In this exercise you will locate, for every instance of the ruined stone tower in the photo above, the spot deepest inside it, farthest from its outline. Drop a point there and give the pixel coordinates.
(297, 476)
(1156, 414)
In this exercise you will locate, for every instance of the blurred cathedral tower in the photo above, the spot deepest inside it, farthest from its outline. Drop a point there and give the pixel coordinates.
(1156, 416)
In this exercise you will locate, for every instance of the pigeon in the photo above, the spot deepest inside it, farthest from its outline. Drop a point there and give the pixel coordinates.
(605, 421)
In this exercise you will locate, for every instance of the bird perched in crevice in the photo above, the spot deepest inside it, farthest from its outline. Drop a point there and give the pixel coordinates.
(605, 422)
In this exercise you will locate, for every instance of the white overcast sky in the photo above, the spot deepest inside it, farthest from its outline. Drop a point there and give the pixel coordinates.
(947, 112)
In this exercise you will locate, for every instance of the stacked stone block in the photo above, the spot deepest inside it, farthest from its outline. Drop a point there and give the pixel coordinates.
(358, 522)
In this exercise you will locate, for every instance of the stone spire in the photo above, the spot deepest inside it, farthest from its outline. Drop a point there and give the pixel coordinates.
■ ■ ■ ■ ■
WHAT YOU HAVE TO DO. Output only a verbatim copy of the lines spanning from the line that contains "of the bird" to the end of the records above.

WRITTEN ANSWER.
In this exercise you will locate, for every instance of the bird perched in crevice in the photo above, the spot deepest inside it, farthest from its outline. Drop a point there and give the pixel coordinates.
(605, 422)
In this exercise you will locate, for every instance of the white overcast sky in the photo above, the spot deepest inside it, farthest from its outline. Drop a point there and give the pixel coordinates.
(947, 112)
In this exercise you will locate, for every instance of the stacked stone block in the photo above, the spot deepest inside it, farthest from its outline. Drop a point there and give the pixel coordinates.
(358, 522)
In this exercise you will locate, for every instance of the stone spire in the photo above, the spot deepest inside it, farthest from its outline. Drop a point there and give the pixel coordinates.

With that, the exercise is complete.